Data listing
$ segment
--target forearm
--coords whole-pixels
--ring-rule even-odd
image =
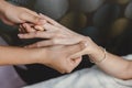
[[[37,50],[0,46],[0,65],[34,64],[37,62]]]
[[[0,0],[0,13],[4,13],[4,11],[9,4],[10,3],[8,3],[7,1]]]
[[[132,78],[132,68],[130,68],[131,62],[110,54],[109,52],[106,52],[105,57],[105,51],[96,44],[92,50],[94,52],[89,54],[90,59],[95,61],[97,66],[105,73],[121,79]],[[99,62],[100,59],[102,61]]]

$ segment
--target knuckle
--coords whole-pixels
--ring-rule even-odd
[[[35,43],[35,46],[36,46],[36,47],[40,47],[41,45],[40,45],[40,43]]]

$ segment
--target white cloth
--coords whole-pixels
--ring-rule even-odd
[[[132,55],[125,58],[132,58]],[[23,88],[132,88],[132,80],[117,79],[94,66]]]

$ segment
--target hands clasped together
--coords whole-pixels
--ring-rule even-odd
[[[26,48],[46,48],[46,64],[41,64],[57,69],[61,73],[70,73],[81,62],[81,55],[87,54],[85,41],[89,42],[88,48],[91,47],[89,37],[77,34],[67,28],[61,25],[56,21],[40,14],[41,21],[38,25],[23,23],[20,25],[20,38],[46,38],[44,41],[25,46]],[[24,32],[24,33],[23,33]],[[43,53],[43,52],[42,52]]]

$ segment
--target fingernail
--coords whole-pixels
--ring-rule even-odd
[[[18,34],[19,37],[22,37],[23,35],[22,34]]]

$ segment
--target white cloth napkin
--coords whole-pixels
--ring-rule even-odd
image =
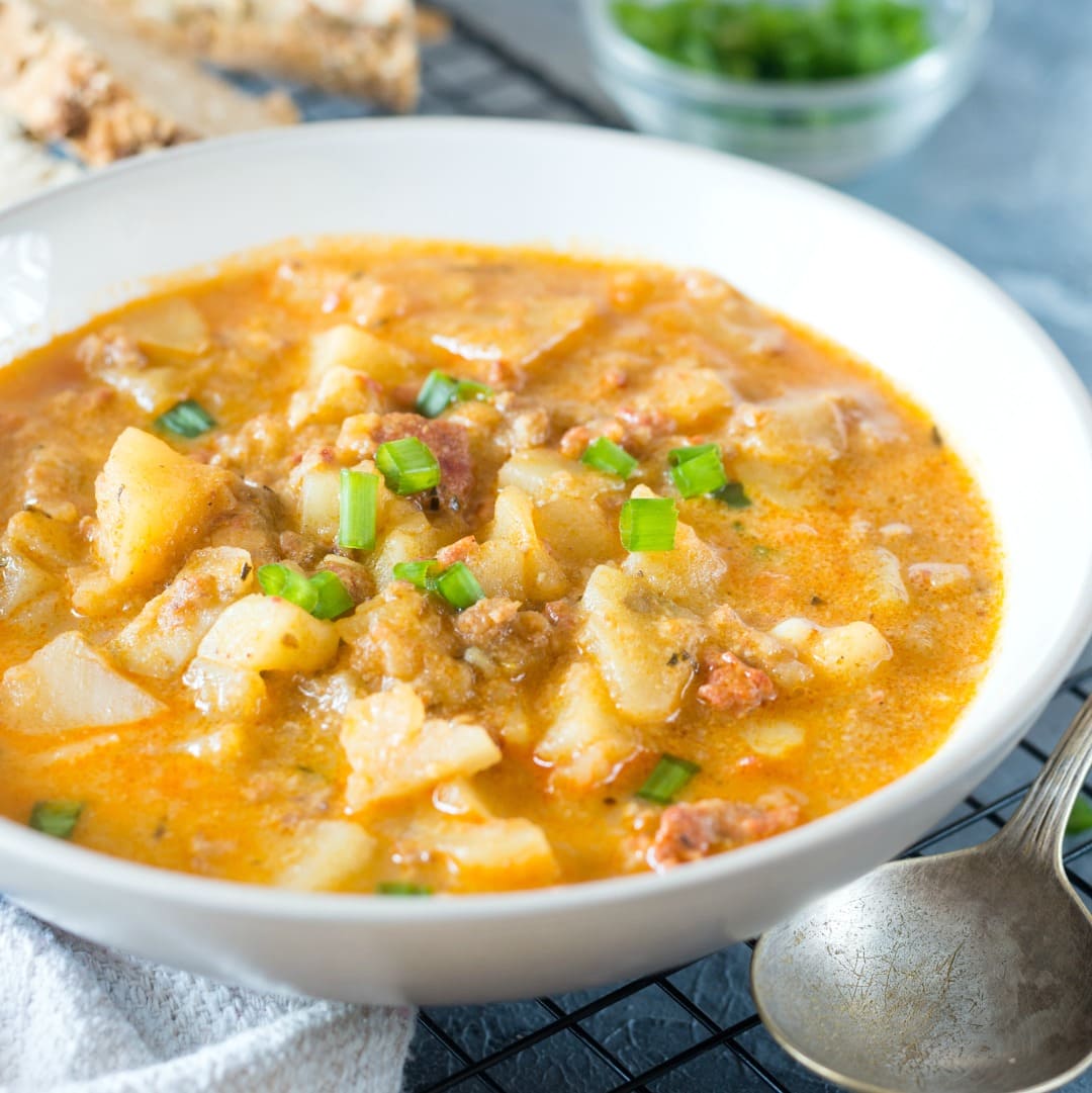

Job: Reproduce every line of the items above word for word, omitting the pictures from your answer.

Expected answer:
$ segment
--target forearm
--coords whole-pixels
--ring-rule even-odd
image =
[[[37,50],[0,46],[0,65],[34,64],[37,62]]]
[[[0,0],[0,13],[4,13],[4,11],[9,4],[10,3],[8,3],[7,1]]]
[[[132,78],[132,68],[130,68],[131,62],[110,54],[109,52],[106,52],[105,57],[105,51],[96,44],[92,50],[94,52],[89,54],[90,59],[95,61],[97,66],[105,73],[121,79]],[[99,62],[100,59],[102,61]]]

$ segment
--target knuckle
--coords whole-pixels
--ring-rule even-odd
[[[35,43],[35,46],[36,46],[36,47],[40,47],[41,45],[40,45],[40,43]]]

$ segment
--target white cloth
--coords whole-pixels
--ring-rule even-odd
[[[132,55],[125,58],[132,58]],[[23,88],[132,88],[132,80],[117,79],[94,66]]]

$ segment
--target hands clasped together
--coords whole-pixels
--ring-rule even-odd
[[[26,48],[46,48],[46,64],[41,64],[57,69],[61,73],[70,73],[81,62],[81,55],[87,54],[85,41],[89,42],[88,48],[91,47],[89,37],[77,34],[67,28],[61,25],[56,21],[40,14],[41,21],[38,25],[23,23],[20,25],[20,38],[46,38],[44,41],[25,46]],[[24,32],[24,33],[23,33]],[[43,53],[43,52],[42,52]]]

$ segment
--target fingernail
--coords whole-pixels
--ring-rule even-odd
[[[18,34],[19,37],[22,37],[23,35],[22,34]]]

$ segment
--target white cloth napkin
--coords whole-pixels
--ring-rule even-odd
image =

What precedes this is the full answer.